# [TASK ITEM]
The lines needed are those from the start of the records through the line holding "Objective — a point for each instance of the rocky", each copied exactly.

(STORED DATA begins)

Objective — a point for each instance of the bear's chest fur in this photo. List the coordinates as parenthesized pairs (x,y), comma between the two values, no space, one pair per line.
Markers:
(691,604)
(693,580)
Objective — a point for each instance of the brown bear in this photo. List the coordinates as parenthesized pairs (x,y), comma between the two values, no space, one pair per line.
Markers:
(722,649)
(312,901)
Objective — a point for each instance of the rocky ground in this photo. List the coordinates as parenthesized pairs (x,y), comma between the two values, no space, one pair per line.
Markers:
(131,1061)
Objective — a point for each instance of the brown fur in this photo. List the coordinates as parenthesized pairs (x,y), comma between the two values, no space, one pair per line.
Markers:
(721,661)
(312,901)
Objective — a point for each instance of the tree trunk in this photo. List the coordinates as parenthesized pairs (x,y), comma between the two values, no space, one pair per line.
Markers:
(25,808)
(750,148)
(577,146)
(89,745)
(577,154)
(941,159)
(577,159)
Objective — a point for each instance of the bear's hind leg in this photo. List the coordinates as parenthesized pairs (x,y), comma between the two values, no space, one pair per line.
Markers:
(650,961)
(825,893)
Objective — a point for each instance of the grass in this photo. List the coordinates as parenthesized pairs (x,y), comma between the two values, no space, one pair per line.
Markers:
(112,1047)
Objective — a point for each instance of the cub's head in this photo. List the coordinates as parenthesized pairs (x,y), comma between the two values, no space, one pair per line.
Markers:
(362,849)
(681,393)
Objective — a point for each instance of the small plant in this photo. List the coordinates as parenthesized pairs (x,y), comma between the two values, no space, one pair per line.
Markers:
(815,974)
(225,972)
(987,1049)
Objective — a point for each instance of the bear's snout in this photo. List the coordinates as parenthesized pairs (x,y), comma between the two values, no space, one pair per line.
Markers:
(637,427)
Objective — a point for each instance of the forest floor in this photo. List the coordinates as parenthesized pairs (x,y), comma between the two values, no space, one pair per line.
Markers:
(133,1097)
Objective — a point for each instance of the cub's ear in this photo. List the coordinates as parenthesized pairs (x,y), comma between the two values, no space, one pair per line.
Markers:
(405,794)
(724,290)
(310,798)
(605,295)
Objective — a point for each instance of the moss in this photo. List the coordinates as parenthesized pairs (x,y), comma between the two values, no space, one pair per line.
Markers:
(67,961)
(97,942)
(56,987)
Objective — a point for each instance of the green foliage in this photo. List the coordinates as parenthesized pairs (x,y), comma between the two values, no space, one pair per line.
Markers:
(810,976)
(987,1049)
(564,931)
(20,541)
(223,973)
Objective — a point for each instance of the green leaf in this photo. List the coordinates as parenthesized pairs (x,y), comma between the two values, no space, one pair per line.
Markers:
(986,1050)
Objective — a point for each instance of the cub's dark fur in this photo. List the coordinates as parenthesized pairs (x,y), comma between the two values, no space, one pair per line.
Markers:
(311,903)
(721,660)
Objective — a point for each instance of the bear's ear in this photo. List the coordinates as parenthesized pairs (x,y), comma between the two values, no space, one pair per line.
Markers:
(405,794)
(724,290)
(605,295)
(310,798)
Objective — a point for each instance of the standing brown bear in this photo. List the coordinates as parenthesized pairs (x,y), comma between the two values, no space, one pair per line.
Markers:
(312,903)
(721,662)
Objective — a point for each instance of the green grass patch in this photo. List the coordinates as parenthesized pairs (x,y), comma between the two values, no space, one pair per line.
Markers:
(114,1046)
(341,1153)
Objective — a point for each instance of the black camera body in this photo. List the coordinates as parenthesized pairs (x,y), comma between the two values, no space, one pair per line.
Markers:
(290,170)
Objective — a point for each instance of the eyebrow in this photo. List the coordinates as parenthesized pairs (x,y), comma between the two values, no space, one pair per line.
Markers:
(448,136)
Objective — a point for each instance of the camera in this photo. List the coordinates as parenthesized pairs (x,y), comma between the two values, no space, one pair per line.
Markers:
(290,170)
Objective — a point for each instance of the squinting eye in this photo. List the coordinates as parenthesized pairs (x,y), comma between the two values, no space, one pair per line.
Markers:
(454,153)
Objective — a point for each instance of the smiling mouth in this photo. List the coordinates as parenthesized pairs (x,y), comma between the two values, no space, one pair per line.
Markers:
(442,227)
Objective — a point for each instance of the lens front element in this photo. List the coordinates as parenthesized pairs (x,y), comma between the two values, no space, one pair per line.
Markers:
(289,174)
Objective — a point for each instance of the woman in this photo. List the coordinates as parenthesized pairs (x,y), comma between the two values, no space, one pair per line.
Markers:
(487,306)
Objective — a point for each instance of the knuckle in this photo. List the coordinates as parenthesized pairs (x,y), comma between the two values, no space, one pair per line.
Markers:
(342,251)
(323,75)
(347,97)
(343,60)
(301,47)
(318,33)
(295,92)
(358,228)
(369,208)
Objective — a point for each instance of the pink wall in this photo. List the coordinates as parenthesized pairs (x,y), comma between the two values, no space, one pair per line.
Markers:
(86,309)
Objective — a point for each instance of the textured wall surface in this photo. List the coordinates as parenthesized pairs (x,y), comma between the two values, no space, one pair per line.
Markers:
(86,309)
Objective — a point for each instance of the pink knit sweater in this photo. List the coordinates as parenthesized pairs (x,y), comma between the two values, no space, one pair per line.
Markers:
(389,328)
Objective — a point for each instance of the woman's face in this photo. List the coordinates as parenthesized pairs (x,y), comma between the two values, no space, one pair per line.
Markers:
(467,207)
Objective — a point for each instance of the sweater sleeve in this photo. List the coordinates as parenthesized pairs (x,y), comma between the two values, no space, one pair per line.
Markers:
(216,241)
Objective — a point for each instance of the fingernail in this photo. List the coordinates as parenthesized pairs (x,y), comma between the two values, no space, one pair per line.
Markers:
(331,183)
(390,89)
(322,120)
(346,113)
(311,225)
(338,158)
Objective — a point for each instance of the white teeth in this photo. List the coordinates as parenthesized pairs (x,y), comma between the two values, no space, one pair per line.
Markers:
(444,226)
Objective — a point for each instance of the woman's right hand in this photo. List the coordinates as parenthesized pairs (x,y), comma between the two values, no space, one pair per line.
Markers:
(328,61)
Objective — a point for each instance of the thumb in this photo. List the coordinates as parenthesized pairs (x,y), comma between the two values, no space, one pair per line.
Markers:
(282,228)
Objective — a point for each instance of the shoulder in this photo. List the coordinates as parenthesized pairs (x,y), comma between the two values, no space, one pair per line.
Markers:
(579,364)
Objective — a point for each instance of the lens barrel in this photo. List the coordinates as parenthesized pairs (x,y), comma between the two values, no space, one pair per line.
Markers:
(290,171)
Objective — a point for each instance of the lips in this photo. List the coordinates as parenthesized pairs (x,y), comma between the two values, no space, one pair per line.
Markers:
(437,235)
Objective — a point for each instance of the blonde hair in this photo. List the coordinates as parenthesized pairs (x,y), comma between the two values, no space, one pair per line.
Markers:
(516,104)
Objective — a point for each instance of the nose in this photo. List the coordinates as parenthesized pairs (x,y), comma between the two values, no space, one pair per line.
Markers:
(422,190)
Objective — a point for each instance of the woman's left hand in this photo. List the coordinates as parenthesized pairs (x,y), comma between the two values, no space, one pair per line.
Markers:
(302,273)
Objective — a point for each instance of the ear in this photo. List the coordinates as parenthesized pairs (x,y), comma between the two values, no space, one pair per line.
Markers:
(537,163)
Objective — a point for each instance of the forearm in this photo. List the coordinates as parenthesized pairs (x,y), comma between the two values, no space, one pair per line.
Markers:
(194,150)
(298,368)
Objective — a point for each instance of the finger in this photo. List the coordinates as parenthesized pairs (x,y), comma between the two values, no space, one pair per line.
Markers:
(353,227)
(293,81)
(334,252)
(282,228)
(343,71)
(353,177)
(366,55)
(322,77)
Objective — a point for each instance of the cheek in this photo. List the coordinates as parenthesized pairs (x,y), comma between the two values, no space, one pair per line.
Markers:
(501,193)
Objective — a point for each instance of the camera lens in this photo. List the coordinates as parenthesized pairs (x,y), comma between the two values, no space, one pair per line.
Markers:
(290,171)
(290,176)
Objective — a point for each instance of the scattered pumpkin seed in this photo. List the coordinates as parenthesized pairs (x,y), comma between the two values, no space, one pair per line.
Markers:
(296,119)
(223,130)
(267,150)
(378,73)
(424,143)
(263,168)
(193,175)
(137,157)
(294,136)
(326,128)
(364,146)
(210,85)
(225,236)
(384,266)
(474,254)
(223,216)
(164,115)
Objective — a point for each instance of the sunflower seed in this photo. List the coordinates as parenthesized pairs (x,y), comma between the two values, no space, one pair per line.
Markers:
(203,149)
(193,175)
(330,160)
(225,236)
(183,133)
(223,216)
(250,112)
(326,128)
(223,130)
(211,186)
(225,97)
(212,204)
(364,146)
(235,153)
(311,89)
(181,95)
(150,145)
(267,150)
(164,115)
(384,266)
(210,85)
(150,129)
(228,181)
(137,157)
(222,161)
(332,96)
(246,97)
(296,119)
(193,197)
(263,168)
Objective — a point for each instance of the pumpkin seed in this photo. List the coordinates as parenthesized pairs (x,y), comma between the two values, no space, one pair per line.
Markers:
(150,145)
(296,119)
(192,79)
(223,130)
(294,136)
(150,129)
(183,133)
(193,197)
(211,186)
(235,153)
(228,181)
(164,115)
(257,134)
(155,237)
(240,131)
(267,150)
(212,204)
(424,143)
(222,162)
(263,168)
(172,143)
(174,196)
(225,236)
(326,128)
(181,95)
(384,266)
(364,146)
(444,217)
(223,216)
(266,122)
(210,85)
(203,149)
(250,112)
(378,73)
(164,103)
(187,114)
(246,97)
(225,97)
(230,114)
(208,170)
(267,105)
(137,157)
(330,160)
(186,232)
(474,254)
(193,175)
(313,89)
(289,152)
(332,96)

(STORED DATA ends)

# [TASK SOLUTION]
Objective — a point for each instance of the bear's chest fur in this photo. List the coordinates as parenthesized pairs (x,y), comma between the two values, no space, one pair per line.
Markers:
(691,604)
(693,580)
Objective — a point for each instance of the brown bear in this photo. List the coordinates as parenthesized pairs (x,y), comma between the two values, no space, one pair per line.
Markers:
(722,649)
(312,901)
Objective — a point for each instance of the rocky ground in this photo. List the coordinates as parenthesized pairs (x,y), comma between the two values, no space, one pair per line.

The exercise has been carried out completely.